** Extracted material **
□ □ □

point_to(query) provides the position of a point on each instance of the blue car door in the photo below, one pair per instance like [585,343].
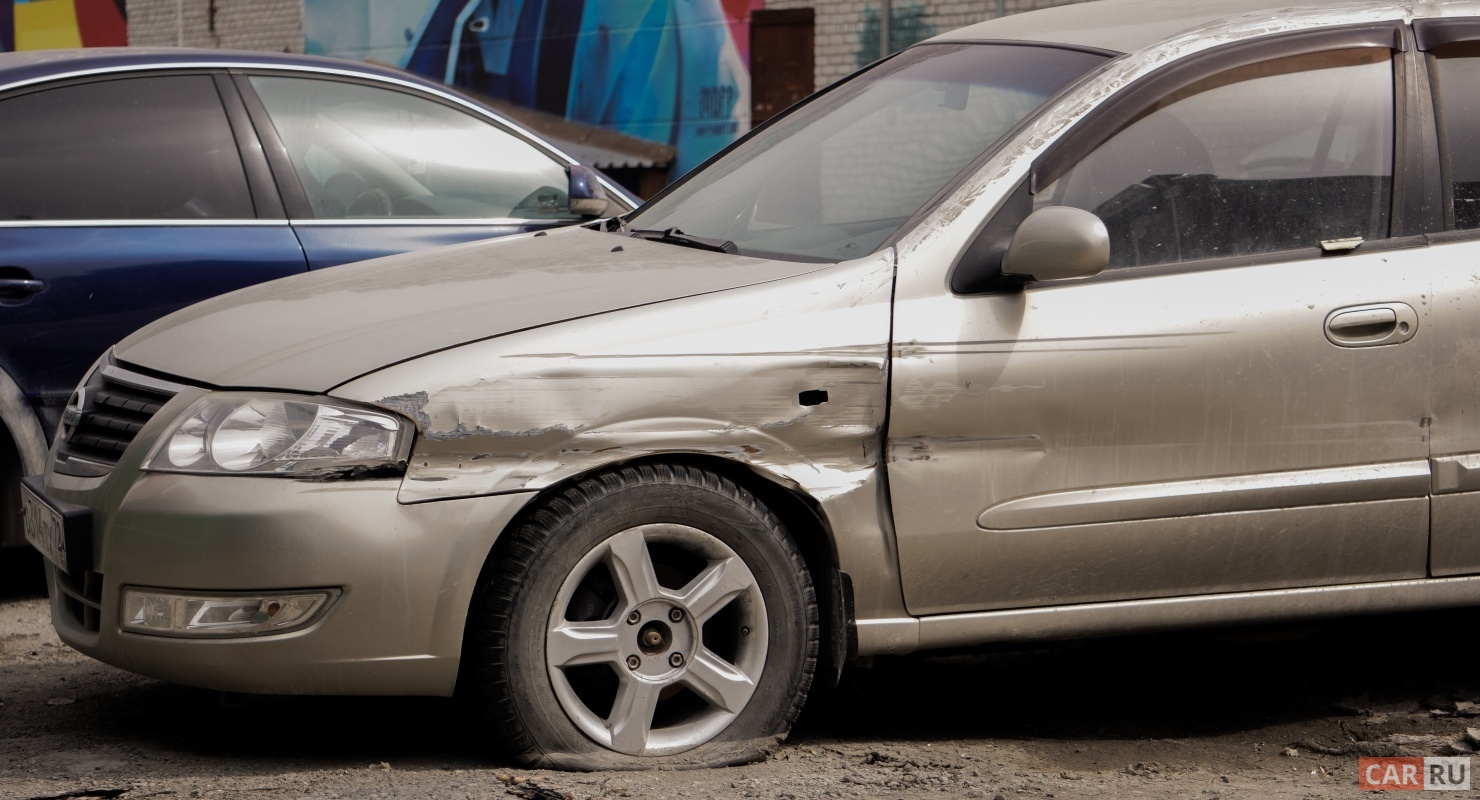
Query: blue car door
[370,170]
[125,197]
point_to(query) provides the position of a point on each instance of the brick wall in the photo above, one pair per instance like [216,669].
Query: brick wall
[848,30]
[228,24]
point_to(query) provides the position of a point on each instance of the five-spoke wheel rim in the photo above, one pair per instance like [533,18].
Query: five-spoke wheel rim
[656,641]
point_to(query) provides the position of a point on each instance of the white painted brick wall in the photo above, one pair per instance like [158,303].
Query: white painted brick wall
[278,24]
[236,24]
[839,25]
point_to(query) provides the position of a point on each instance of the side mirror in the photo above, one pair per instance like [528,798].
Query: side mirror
[586,195]
[1057,243]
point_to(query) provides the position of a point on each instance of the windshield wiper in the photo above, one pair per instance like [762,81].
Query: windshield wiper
[674,235]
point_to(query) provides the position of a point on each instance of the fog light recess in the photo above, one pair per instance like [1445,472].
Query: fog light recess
[221,615]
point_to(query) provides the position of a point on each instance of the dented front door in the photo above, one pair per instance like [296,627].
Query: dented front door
[1180,434]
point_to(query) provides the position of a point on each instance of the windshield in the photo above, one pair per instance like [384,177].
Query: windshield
[833,179]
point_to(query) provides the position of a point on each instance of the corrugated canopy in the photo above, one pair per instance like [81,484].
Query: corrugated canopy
[592,145]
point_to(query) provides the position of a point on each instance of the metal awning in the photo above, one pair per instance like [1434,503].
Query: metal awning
[592,145]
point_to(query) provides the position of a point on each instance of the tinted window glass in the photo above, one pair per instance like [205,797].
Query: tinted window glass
[833,179]
[372,153]
[1458,79]
[136,148]
[1277,156]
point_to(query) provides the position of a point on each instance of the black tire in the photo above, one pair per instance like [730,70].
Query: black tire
[573,552]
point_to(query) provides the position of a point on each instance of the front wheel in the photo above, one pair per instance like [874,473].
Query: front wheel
[647,617]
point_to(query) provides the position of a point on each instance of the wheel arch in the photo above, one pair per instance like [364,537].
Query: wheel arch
[805,521]
[22,451]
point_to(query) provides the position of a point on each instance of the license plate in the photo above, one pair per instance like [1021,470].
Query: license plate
[61,531]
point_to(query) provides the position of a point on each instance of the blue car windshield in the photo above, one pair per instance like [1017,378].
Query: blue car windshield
[833,179]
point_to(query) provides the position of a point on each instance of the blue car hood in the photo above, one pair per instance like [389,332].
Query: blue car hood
[314,331]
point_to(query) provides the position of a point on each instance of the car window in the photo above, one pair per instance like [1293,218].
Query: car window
[1457,76]
[836,176]
[363,151]
[135,148]
[1276,156]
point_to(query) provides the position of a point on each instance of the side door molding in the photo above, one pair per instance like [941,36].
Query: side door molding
[1239,493]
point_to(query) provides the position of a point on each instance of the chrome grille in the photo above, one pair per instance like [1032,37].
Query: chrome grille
[104,416]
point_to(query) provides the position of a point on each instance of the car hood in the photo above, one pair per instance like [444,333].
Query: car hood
[314,331]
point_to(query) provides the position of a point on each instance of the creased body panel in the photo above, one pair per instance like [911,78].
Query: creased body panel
[1127,435]
[317,330]
[786,377]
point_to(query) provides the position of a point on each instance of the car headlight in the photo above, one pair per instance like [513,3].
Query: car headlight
[278,435]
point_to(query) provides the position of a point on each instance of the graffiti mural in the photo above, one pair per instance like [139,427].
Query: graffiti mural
[671,71]
[52,24]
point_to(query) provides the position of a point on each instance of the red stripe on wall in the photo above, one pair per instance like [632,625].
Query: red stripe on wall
[101,24]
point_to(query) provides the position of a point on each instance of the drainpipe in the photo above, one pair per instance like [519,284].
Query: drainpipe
[885,12]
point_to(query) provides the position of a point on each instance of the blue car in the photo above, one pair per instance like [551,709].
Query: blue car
[136,182]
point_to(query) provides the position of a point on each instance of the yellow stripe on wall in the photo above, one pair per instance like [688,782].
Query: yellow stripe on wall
[46,25]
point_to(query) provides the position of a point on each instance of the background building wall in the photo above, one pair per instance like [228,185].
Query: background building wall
[616,62]
[228,24]
[51,24]
[848,30]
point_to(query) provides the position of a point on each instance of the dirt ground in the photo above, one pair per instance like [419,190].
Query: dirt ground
[1190,716]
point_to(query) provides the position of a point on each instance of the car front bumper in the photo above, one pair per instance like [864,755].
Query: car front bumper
[404,577]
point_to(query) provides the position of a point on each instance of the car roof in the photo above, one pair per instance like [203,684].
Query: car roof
[1131,25]
[25,67]
[30,65]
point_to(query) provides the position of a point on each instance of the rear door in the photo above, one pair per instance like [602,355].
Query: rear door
[1452,53]
[370,170]
[1232,405]
[125,197]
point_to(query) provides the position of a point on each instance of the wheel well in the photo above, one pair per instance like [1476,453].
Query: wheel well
[11,472]
[802,519]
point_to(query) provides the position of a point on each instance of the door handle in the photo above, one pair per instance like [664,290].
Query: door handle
[1371,326]
[18,290]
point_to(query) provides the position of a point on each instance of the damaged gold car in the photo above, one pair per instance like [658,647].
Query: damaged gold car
[1116,317]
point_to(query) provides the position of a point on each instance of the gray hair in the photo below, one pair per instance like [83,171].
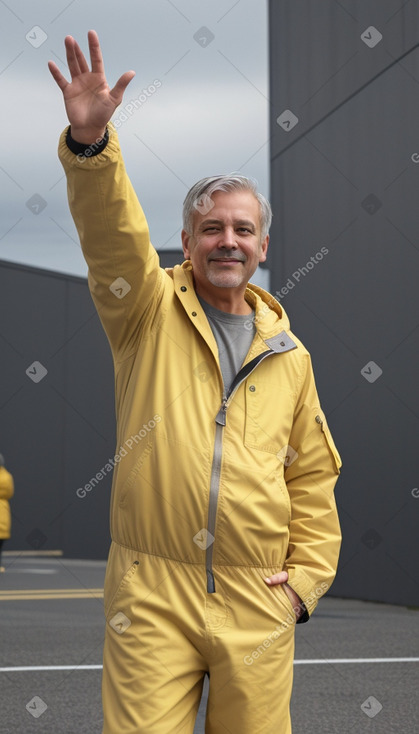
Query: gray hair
[199,199]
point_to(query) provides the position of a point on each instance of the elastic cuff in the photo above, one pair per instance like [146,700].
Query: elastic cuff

□ □ □

** Task to complete **
Across the listing, how many lines contain the word "below"? Give the number without further comment.

** Exercise answer **
2